* Challenge *
Can you return every line of the entries below that contains the string "tower"? Matching is case-sensitive.

* Dataset records *
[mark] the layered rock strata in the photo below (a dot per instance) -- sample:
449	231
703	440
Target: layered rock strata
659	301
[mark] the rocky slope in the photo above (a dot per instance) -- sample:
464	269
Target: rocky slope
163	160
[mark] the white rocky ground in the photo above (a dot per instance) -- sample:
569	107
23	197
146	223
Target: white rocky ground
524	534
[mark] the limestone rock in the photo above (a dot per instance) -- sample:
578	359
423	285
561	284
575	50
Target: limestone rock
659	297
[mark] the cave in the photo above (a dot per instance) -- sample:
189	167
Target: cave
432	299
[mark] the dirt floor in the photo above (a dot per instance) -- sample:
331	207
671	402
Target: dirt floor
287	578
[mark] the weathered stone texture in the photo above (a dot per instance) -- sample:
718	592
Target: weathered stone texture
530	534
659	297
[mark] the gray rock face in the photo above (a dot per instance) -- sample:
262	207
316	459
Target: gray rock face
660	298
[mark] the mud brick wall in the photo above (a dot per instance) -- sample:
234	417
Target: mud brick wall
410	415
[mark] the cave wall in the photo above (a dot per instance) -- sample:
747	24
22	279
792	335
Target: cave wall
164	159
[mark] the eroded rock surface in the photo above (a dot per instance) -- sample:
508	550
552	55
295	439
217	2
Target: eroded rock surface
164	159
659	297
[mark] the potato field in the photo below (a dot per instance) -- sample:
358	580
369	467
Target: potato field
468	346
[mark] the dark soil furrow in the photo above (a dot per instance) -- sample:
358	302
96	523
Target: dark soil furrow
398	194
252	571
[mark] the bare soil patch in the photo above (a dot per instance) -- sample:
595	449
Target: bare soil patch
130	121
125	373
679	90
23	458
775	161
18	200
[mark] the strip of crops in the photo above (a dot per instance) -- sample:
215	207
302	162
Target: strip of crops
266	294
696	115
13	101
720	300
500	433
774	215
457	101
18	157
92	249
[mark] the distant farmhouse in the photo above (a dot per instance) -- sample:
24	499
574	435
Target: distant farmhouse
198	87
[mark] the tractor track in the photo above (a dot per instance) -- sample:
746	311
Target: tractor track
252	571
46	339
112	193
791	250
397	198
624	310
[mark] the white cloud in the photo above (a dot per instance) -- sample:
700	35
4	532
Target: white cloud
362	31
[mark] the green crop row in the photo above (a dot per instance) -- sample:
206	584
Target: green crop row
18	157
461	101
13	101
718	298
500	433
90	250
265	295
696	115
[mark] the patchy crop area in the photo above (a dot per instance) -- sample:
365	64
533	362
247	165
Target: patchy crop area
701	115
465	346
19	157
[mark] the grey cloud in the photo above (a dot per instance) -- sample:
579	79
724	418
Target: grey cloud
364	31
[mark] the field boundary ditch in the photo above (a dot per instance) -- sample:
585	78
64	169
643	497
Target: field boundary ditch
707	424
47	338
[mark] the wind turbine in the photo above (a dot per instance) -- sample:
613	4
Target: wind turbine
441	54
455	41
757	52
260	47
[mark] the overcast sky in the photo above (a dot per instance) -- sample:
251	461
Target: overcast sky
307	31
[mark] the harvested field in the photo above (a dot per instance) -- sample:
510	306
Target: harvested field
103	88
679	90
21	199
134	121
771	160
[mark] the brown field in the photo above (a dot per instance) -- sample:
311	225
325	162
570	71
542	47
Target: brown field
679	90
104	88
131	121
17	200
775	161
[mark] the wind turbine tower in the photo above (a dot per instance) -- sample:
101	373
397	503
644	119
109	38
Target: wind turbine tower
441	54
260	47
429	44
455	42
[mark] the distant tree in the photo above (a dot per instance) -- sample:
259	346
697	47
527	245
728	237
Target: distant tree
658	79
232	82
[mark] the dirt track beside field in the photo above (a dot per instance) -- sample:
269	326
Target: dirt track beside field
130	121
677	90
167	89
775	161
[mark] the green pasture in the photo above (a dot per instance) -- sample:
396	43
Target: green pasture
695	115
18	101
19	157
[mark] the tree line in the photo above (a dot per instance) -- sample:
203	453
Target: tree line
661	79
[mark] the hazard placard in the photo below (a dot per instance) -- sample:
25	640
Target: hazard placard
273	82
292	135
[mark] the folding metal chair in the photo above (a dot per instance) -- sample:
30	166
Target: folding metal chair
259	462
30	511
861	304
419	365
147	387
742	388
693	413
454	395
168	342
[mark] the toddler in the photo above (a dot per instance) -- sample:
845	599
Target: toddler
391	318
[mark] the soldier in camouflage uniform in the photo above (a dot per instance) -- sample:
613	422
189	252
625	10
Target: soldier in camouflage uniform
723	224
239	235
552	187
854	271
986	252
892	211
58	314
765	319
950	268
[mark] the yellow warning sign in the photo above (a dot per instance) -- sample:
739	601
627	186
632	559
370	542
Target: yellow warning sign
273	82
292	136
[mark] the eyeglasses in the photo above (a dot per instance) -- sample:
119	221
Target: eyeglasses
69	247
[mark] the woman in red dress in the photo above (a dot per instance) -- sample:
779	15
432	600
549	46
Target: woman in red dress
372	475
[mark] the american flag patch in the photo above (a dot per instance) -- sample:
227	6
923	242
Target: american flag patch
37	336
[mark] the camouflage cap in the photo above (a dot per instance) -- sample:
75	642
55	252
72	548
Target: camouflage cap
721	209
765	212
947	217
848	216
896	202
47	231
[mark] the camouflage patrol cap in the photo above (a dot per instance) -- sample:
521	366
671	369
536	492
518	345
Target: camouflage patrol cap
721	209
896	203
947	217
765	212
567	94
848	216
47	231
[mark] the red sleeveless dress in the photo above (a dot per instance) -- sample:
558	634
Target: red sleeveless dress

--

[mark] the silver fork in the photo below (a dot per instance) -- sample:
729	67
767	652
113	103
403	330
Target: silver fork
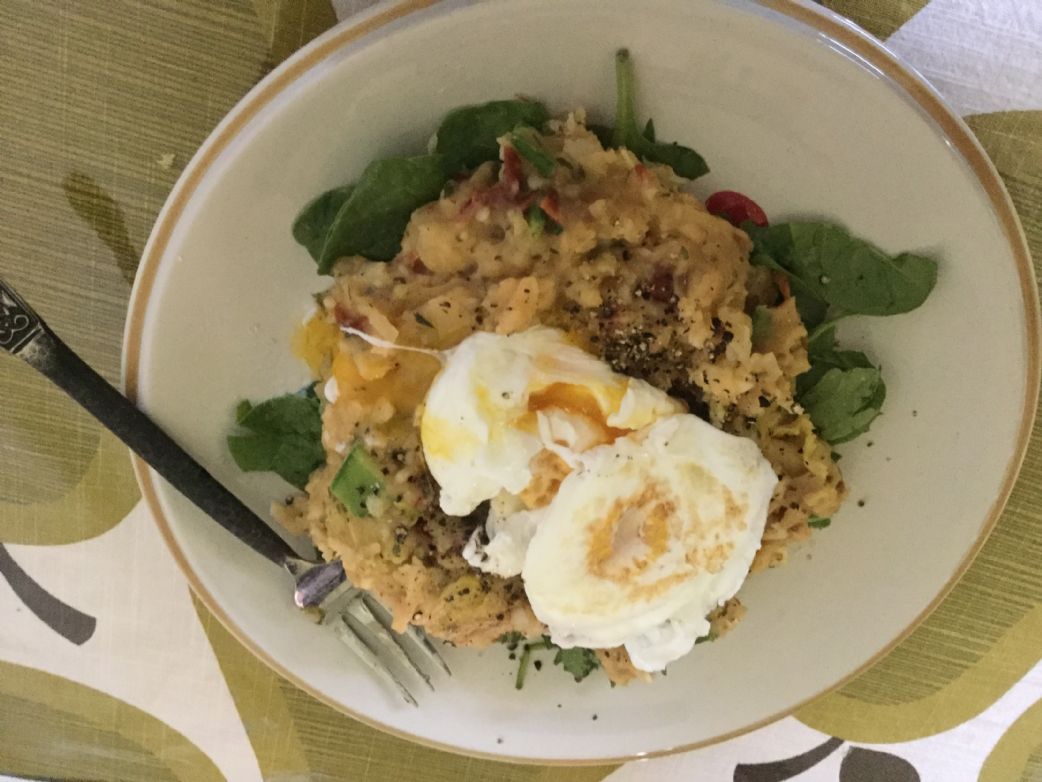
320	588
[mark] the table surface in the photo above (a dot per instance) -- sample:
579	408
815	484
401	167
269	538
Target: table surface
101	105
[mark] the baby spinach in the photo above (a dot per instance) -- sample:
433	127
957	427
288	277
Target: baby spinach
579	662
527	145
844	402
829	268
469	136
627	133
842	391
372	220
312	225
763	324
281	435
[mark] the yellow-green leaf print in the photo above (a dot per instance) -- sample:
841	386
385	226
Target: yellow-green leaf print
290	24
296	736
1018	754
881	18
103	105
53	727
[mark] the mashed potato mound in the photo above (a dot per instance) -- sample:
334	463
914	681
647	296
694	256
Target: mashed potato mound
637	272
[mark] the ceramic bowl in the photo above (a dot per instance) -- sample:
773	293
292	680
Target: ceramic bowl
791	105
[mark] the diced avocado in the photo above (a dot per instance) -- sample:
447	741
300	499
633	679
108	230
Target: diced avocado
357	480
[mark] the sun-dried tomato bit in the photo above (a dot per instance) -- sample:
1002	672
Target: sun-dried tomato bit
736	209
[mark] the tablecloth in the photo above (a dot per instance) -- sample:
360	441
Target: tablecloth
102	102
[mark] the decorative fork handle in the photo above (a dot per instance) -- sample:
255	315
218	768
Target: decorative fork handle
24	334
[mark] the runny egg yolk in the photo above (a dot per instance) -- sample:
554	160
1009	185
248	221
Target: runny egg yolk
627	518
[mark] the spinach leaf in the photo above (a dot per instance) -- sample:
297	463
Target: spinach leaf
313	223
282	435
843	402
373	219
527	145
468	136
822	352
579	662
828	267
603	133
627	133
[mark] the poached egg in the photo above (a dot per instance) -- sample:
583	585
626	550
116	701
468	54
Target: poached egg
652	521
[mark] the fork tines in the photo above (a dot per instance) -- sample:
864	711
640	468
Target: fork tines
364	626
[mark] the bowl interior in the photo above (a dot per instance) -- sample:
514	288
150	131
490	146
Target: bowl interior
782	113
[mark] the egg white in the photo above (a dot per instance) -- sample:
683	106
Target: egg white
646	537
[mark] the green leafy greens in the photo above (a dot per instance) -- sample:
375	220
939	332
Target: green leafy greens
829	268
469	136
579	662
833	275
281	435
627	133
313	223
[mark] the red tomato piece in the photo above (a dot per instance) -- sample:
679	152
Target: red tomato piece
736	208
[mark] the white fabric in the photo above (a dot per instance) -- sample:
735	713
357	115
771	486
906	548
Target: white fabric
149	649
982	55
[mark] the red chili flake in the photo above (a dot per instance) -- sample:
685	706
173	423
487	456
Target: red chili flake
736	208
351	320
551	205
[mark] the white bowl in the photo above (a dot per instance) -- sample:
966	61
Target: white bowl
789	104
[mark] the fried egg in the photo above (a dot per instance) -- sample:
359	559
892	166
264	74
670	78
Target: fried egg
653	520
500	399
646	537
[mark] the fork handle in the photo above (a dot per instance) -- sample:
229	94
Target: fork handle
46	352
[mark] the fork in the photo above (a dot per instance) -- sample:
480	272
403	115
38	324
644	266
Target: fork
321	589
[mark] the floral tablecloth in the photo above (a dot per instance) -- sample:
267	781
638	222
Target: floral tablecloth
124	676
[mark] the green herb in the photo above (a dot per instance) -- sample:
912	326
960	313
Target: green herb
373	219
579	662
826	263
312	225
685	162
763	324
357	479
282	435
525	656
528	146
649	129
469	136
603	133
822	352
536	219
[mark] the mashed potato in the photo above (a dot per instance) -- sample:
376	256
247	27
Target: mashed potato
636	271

* Completed exercise *
[mark] the wind turbine tower in the photo above (a dot per instance) -- sample:
Target: wind turbine tower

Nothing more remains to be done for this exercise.